Text section:
┌────────

Back in town, Chief Brody snags Mayor Vaughn to tell him about the suspected shark problem and gets shut down by the mayor, who (relatively sensibly) says there's no real proof of a shark off of Amity at this point. Yes, there's two missing divers and two missing waterskiers (and a boat that exploded), but there are lots of ways for a careless or unlucky boater or diver to die that don't involve a gigantic territorial great white shark. And that's a pretty fair hand for the movie to play at this point, because the viewer knows it's a POV camera and a shark that tallied up four victims so far, but from the evidence in front of Chief Brody, it's a pretty premature call.

└────────

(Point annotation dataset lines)
┌────────

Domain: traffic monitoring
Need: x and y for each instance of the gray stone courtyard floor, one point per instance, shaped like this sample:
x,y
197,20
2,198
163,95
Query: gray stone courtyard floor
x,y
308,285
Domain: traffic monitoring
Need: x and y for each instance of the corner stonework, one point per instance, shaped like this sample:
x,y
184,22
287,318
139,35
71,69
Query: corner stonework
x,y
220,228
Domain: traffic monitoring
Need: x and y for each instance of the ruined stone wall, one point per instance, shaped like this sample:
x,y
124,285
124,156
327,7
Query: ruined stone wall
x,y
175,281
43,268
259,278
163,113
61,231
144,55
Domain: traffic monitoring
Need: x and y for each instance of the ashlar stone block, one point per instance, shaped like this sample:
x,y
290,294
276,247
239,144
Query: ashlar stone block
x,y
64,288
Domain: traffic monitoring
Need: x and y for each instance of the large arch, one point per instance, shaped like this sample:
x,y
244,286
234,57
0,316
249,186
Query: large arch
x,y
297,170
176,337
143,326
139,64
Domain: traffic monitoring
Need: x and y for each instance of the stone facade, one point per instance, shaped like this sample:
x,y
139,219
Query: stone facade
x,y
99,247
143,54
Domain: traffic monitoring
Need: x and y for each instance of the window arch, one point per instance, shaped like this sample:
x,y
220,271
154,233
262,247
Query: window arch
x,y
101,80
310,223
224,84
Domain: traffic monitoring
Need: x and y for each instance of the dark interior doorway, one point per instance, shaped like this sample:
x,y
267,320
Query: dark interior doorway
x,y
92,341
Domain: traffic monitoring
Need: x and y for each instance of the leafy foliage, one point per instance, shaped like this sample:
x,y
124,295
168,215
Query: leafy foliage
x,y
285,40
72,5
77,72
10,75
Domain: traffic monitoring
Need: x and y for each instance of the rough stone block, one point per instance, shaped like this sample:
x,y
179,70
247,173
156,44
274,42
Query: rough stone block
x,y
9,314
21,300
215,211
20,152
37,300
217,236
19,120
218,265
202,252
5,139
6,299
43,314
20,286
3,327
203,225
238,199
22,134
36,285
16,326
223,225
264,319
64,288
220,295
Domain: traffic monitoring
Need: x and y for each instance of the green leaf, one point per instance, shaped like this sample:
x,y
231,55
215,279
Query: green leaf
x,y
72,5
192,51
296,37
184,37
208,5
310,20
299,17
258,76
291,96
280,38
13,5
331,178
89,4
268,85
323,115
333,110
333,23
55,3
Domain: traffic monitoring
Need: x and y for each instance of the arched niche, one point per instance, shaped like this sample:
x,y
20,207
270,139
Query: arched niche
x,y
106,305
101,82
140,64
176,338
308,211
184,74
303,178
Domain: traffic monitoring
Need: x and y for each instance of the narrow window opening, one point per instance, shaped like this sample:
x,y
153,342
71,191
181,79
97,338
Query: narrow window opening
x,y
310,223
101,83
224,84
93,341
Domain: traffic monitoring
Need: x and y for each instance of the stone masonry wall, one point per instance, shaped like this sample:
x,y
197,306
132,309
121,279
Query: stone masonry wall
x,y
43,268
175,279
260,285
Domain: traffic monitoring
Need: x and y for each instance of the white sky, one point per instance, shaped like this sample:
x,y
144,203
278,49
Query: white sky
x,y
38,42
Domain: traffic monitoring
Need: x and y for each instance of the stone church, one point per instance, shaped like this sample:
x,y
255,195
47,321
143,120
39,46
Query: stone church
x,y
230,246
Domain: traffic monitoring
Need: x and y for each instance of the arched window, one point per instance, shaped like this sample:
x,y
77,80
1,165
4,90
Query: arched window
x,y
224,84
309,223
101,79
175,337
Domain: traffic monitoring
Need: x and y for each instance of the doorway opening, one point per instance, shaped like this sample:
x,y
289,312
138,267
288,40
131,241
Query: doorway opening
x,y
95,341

└────────

The exercise:
Pull out the passage above about Chief Brody and Mayor Vaughn, reproducing it word for word in full.

Output of the task:
Back in town, Chief Brody snags Mayor Vaughn to tell him about the suspected shark problem and gets shut down by the mayor, who (relatively sensibly) says there's no real proof of a shark off of Amity at this point. Yes, there's two missing divers and two missing waterskiers (and a boat that exploded), but there are lots of ways for a careless or unlucky boater or diver to die that don't involve a gigantic territorial great white shark. And that's a pretty fair hand for the movie to play at this point, because the viewer knows it's a POV camera and a shark that tallied up four victims so far, but from the evidence in front of Chief Brody, it's a pretty premature call.